**Exercise task**
Copy out the lines of the records exactly, beginning at the first line and ending with the line that contains "192 100 L 180", including both.

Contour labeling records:

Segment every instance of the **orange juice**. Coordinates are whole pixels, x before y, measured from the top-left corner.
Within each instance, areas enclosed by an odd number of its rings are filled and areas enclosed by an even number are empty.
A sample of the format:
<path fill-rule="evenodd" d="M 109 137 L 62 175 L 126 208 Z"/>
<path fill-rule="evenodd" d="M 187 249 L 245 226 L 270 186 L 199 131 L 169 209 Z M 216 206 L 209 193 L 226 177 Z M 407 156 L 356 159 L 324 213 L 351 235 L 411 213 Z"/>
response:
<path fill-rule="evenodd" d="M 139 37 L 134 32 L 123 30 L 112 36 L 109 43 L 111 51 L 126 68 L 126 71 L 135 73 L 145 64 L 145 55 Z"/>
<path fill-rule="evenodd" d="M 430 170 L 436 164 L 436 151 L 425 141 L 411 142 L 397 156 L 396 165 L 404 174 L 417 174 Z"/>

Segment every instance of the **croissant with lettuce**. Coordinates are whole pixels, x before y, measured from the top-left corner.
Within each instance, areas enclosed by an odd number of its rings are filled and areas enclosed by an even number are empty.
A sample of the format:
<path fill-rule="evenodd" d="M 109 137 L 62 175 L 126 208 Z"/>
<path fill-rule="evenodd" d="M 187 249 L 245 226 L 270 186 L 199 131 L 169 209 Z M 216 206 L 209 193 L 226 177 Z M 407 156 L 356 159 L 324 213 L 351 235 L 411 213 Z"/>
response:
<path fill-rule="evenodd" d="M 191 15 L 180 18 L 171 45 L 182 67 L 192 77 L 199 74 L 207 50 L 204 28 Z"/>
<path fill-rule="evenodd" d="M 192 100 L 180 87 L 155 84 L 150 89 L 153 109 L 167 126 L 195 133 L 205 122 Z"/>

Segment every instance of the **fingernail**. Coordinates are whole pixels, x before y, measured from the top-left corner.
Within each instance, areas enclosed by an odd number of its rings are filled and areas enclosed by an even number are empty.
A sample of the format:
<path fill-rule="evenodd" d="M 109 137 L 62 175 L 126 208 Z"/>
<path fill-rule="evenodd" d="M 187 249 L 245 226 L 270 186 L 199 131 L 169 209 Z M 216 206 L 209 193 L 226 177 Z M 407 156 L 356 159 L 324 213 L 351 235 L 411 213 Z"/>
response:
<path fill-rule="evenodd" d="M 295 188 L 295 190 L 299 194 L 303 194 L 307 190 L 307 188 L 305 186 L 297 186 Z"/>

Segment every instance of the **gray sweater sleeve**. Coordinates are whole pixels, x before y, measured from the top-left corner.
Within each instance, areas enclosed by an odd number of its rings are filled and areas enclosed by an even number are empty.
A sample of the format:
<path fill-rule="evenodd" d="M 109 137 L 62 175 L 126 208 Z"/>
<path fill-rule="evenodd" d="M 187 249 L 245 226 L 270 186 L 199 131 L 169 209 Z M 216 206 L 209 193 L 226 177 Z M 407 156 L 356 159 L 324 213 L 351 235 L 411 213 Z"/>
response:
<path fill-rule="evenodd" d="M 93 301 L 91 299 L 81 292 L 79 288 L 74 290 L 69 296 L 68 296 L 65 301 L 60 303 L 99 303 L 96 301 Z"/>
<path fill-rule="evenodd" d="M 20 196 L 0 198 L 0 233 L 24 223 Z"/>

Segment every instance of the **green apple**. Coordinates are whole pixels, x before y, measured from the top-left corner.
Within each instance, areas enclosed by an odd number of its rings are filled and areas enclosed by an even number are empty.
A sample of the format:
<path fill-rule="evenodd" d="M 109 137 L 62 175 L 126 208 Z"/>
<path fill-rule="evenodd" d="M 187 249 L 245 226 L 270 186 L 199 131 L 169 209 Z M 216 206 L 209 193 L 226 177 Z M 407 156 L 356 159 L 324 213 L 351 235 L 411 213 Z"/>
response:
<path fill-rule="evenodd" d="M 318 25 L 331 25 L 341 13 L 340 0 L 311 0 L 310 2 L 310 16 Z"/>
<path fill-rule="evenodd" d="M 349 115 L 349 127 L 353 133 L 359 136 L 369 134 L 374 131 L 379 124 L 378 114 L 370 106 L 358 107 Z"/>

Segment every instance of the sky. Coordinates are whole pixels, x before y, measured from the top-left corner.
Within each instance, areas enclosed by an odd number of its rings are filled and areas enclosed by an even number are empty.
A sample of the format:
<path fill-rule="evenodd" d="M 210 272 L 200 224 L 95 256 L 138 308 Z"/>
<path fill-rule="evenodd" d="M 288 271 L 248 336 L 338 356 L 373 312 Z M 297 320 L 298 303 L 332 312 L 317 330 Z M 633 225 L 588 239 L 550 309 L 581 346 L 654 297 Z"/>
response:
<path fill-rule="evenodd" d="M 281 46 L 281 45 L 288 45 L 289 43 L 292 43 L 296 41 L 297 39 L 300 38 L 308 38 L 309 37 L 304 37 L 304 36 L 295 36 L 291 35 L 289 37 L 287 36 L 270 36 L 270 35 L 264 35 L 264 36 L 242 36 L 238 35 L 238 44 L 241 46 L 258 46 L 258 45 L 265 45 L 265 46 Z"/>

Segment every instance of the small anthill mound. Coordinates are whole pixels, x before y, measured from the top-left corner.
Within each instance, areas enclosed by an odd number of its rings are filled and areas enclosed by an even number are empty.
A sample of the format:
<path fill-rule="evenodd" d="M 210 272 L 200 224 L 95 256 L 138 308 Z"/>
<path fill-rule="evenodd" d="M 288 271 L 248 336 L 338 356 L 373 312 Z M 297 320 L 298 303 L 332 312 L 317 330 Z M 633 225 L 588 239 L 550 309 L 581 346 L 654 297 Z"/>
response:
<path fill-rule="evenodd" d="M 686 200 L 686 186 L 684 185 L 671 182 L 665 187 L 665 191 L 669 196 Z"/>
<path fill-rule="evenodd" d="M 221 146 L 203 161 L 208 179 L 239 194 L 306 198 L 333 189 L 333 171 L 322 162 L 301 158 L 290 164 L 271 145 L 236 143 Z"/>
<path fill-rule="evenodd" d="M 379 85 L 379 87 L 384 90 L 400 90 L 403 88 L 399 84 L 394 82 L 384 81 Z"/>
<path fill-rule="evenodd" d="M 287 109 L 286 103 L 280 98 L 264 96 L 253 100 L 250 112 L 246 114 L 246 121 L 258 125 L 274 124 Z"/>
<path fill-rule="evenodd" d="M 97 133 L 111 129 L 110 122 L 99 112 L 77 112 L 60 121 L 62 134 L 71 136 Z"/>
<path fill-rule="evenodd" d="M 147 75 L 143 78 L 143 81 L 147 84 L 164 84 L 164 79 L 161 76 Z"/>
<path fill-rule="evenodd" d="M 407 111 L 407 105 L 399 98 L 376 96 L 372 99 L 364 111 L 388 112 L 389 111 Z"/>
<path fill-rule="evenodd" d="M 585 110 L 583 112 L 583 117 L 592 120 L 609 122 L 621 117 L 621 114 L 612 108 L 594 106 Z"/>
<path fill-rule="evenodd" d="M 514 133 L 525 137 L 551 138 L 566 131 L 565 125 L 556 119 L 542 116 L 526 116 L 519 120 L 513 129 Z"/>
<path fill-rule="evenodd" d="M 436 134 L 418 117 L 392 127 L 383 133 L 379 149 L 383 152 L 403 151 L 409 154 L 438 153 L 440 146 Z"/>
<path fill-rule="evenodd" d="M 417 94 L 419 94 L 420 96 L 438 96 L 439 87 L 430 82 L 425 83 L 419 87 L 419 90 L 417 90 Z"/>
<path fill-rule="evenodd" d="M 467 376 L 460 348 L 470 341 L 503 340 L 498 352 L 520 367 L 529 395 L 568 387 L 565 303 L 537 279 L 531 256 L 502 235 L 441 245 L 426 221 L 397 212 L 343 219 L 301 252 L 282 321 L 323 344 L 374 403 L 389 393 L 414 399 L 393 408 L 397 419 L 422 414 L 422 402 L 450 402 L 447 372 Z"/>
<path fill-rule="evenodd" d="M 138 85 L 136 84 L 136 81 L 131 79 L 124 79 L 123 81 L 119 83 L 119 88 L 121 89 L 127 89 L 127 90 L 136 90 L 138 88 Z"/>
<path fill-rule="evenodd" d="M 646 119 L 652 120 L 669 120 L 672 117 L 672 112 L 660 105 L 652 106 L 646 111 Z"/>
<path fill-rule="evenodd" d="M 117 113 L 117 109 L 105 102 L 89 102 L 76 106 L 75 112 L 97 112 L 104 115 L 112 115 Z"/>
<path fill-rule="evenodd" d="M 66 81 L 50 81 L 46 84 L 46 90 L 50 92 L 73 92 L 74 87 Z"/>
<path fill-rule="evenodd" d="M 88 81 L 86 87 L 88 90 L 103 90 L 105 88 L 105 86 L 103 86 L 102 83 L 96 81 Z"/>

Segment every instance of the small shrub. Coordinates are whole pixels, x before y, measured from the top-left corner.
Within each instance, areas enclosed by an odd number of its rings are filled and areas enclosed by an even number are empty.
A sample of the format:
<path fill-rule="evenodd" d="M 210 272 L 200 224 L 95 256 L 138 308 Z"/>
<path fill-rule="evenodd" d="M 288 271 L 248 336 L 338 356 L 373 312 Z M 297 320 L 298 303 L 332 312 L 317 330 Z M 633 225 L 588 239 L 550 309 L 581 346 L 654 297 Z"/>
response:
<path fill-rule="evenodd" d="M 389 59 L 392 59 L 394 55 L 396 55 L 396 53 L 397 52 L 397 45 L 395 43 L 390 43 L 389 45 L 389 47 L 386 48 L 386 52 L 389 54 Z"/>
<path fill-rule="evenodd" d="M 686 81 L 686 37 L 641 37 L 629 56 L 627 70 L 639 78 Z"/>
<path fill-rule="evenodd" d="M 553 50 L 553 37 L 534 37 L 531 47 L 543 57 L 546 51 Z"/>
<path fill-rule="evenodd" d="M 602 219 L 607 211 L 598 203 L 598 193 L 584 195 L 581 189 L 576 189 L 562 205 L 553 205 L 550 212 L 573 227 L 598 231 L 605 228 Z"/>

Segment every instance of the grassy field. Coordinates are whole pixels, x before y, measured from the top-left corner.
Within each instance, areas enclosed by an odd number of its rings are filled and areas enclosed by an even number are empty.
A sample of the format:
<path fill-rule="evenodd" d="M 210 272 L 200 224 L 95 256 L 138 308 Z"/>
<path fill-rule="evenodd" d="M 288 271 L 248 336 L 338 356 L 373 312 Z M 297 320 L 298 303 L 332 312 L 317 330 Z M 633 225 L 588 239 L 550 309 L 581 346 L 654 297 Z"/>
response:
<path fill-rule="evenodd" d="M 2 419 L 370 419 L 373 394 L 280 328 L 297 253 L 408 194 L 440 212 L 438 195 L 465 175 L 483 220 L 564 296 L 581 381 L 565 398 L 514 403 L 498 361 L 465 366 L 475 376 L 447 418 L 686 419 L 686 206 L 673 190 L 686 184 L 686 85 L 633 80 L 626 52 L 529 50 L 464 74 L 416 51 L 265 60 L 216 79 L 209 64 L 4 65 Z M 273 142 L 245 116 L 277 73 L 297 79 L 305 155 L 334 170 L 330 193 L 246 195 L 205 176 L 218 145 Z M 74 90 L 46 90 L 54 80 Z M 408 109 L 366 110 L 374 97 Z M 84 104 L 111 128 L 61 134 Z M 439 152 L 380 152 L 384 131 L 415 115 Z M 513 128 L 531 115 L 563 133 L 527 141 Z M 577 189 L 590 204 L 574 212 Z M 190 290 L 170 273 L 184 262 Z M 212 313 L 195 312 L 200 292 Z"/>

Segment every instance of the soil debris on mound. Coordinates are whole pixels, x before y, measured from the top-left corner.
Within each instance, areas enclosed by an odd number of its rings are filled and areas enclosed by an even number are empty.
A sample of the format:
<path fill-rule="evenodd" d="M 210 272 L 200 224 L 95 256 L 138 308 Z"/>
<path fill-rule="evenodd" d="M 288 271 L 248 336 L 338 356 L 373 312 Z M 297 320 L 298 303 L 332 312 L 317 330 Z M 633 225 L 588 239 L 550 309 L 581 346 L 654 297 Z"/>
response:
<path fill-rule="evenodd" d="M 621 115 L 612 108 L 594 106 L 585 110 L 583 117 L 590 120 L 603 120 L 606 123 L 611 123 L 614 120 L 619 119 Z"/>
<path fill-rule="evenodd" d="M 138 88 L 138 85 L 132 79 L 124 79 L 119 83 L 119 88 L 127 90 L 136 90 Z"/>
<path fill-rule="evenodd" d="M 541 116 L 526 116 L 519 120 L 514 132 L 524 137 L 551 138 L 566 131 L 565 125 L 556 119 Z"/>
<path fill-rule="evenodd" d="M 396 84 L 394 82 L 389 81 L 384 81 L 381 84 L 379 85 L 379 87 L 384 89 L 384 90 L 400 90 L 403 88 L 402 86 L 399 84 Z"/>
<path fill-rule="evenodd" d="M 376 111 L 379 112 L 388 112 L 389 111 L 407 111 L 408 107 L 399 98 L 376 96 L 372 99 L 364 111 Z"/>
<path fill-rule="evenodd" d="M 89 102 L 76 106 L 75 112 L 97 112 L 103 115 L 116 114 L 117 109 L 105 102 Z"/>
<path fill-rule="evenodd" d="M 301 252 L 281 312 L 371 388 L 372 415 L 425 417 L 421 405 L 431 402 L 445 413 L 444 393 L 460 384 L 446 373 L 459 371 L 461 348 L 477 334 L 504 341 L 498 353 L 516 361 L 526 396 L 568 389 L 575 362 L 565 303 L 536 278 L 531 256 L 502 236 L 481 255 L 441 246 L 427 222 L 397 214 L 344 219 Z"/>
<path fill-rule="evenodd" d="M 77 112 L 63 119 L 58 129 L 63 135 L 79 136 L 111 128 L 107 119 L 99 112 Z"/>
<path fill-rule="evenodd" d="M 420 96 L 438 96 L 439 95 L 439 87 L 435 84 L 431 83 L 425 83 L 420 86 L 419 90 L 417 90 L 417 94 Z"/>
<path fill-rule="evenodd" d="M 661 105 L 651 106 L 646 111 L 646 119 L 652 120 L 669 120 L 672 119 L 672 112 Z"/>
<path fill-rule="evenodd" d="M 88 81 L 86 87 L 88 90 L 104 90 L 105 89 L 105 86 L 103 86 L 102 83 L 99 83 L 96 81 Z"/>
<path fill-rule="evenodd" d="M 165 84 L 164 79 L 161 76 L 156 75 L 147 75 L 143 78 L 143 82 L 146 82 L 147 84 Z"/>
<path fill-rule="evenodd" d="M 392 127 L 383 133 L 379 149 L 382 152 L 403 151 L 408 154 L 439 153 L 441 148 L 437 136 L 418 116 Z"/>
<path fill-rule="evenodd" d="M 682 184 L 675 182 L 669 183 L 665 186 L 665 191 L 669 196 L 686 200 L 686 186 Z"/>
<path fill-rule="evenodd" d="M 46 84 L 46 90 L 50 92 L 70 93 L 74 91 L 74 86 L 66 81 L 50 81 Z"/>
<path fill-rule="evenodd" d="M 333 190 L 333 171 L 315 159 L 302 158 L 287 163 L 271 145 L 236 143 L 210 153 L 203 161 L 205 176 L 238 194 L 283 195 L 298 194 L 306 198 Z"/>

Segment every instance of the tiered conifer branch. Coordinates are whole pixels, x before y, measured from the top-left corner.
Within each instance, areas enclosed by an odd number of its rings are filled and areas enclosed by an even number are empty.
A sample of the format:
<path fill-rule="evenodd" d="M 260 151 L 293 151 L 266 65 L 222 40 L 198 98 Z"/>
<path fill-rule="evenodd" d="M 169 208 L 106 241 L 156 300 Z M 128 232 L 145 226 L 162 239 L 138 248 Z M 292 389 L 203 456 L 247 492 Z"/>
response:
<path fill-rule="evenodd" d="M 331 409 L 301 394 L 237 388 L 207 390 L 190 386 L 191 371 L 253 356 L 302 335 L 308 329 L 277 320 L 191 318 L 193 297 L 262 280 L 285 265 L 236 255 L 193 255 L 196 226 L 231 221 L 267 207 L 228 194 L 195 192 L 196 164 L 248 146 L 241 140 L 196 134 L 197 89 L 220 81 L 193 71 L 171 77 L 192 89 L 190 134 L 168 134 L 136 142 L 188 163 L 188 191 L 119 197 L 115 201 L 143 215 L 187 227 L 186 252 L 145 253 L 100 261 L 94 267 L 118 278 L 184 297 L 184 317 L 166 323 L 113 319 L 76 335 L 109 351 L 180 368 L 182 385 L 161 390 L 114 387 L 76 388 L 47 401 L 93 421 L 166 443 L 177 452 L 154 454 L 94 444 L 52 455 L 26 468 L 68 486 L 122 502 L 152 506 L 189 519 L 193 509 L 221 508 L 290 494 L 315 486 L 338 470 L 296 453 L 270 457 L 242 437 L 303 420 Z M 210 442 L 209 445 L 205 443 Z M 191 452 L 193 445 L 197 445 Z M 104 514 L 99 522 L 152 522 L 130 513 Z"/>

**Exercise solution**
Segment every instance of the **orange juice**. Coordinates are whole pixels, x before y, measured from the top-left corner.
Within each instance, areas enclosed by an odd number of its rings are filled and areas enclosed by an even number are empty.
A sample of the format:
<path fill-rule="evenodd" d="M 109 137 L 62 175 L 126 208 Z"/>
<path fill-rule="evenodd" d="M 187 249 L 245 226 L 270 186 L 199 131 L 169 209 Z M 216 206 L 209 193 L 226 177 Z M 407 156 L 356 159 L 324 213 L 351 235 L 411 213 Z"/>
response:
<path fill-rule="evenodd" d="M 139 37 L 134 32 L 123 30 L 112 36 L 109 43 L 111 51 L 126 68 L 126 71 L 135 73 L 145 64 L 145 55 Z"/>
<path fill-rule="evenodd" d="M 430 170 L 436 164 L 436 151 L 425 141 L 411 142 L 397 156 L 396 165 L 404 174 L 417 174 Z"/>

Segment every instance of the **croissant with lettuce**. Coordinates are whole pixels, x before y, measured from the top-left corner.
Within each instance, areas enclosed by an odd number of its rings are filled and areas enclosed by an even number are empty.
A sample of the format:
<path fill-rule="evenodd" d="M 109 137 L 62 175 L 126 208 Z"/>
<path fill-rule="evenodd" d="M 187 249 L 245 226 L 270 186 L 199 131 L 169 209 Z M 216 206 L 209 193 L 226 177 Z M 407 156 L 356 159 L 324 213 L 351 235 L 411 213 Z"/>
response:
<path fill-rule="evenodd" d="M 191 15 L 180 18 L 171 45 L 182 67 L 192 77 L 199 74 L 207 50 L 204 28 Z"/>
<path fill-rule="evenodd" d="M 192 100 L 180 87 L 155 84 L 150 89 L 153 109 L 167 126 L 195 133 L 205 122 Z"/>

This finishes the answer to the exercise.